* BEGIN SOURCE *

0

I am trying to execute MRJob on hadoop cluster using windows command. It is working when I write :

Python C:\Users\salha\Documents\Thesis\Implementation\Jacobi_2classes.py 
C:\Users\salha\Documents\Thesis\Implementation\x.txt 
C:\Users\salha\Documents\Thesis\Implementation\b.txt
C:\Users\salha\Documents\Thesis\Implementation\matrix.txt

Here is the command that I wrote:

Python C:\Users\salha\Documents\Thesis\Implementation\Jacobi_2classes.py -r hadoop --hadoop-streaming-jar "C:\hadoop-2.9.1\share\hadoop\tools\lib\hadoop-streaming-2.9.1.jar"  C:\Users\salha\Documents\Thesis\Implementation\x.txt 

C:\Users\salha\Documents\Thesis\Implementation\b.txt 

C:\Users\salha\Documents\Thesis\Implementation\matrix.txt

here what I got:

C:\Users\salha\Anaconda3\lib\site-packages\numpy\__init__.py:140: UserWarning: mkl-service package failed to import, therefore Intel(R) MKL initialization ensuring its correct out-of-the box operation under condition when Gnu OpenMP had already been loaded by Python process is not assured. Please install mkl-service package, see http://github.com/IntelPython/mkl-service
  from . import _distributor_init
No configs found; falling back on auto-configuration
No configs specified for hadoop runner
Looking for hadoop binary in C:\hadoop-2.9.1\bin\bin...
Looking for hadoop binary in $PATH...
Found hadoop binary: C:\hadoop-2.9.1\bin\hadoop.CMD
Using Hadoop version 2.9.1
Creating temp directory C:\Users\salha\AppData\Local\Temp\Jacobi_2classes.salha.20200303.052236.139525
uploading working dir files to hdfs:///user/salha/tmp/mrjob/Jacobi_2classes.salha.20200303.052236.139525/files/wd...
Copying other local files to hdfs:///user/salha/tmp/mrjob/Jacobi_2classes.salha.20200303.052236.139525/files/
Running step 1 of 2...
  WARNING: An illegal reflective access operation has occurred
  WARNING: Illegal reflective access by org.apache.hadoop.security.authentication.util.KerberosUtil (file:/C:/hadoop-2.9.1/share/hadoop/common/lib/hadoop-auth-2.9.1.jar) to method sun.security.krb5.Config.getInstance()

* END SOURCE *

STATED EXERCISE A: Write out the part of the records that opens with the line containing "Expected: for each instance of the flower" and runs through the end of the records, keeping every character unchanged.
The text and the records were taken from separate sources.

* BEGIN DATA FOR THIS EXERCISE *

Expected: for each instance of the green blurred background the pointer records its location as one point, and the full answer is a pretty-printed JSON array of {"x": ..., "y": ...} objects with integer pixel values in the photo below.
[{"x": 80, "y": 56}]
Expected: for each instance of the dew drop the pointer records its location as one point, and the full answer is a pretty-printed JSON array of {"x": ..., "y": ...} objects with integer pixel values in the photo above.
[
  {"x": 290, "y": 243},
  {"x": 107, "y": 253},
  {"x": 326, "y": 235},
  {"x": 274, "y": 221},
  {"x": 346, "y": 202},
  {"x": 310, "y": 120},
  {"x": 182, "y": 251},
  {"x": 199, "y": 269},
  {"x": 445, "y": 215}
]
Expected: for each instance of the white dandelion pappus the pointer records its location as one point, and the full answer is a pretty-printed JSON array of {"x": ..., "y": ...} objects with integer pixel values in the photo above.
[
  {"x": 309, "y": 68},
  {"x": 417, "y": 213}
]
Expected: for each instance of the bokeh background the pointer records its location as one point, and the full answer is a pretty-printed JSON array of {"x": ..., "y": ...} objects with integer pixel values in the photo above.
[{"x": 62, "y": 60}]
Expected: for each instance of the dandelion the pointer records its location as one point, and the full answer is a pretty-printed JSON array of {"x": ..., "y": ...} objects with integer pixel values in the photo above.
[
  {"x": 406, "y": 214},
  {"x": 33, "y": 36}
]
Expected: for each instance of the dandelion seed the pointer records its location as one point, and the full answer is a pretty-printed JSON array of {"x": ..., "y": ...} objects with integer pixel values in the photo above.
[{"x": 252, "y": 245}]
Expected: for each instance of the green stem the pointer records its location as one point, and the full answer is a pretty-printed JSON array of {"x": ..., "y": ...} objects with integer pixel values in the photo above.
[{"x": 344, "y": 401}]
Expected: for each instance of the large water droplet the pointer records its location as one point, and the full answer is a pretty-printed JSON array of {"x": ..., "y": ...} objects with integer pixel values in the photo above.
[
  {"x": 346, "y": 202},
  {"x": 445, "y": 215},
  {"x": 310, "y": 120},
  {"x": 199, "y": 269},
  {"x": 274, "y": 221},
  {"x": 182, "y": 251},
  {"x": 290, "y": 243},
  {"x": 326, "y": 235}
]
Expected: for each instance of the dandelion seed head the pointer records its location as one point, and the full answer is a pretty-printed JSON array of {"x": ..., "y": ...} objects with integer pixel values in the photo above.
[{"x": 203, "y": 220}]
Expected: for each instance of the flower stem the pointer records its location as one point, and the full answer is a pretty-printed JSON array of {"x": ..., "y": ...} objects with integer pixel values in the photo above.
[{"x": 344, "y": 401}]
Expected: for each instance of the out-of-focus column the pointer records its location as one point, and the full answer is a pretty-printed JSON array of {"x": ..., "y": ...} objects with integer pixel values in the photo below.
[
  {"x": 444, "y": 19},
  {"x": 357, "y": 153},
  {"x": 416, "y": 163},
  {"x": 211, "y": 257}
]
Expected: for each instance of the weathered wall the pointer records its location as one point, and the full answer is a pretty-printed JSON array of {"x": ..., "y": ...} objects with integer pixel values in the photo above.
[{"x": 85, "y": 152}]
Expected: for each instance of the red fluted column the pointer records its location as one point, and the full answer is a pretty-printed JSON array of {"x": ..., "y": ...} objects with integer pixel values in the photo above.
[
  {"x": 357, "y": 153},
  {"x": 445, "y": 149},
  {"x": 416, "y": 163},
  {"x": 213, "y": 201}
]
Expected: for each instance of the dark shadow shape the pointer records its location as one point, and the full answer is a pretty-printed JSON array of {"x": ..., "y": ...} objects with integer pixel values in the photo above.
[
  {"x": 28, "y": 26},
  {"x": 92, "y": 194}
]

* END DATA FOR THIS EXERCISE *

STATED EXERCISE B:
Answer these questions using the MRJob thread:
(i) Which runner does the command select with the -r option?
(ii) Which Hadoop version does the output report using?
(iii) How many steps does the job have in total?

TASK SOLUTION A:
Expected: for each instance of the flower stem the pointer records its location as one point, and the full answer is a pretty-printed JSON array of {"x": ..., "y": ...} objects with integer pixel values in the photo above.
[{"x": 344, "y": 401}]
Expected: for each instance of the out-of-focus column the pointer records its location as one point, and the full answer is a pretty-printed JSON array of {"x": ..., "y": ...} objects with integer pixel values in the photo below.
[
  {"x": 444, "y": 19},
  {"x": 357, "y": 153},
  {"x": 416, "y": 163},
  {"x": 211, "y": 257}
]
Expected: for each instance of the weathered wall the pointer records its location as one point, and the full answer is a pretty-printed JSON array of {"x": ..., "y": ...} objects with integer pixel values in the photo above.
[{"x": 85, "y": 152}]
Expected: for each instance of the red fluted column the pointer records its location as one point, and the full answer is a pretty-printed JSON array of {"x": ..., "y": ...} objects with integer pixel values in the photo above.
[
  {"x": 357, "y": 153},
  {"x": 445, "y": 149},
  {"x": 416, "y": 163},
  {"x": 213, "y": 201}
]
Expected: for each instance of the dark shadow shape the pointer records its location as one point, and the full answer is a pretty-printed JSON array of {"x": ..., "y": ...} objects with integer pixel values in the photo above.
[
  {"x": 28, "y": 26},
  {"x": 92, "y": 194}
]

TASK SOLUTION B:
(i) hadoop
(ii) 2.9.1
(iii) Two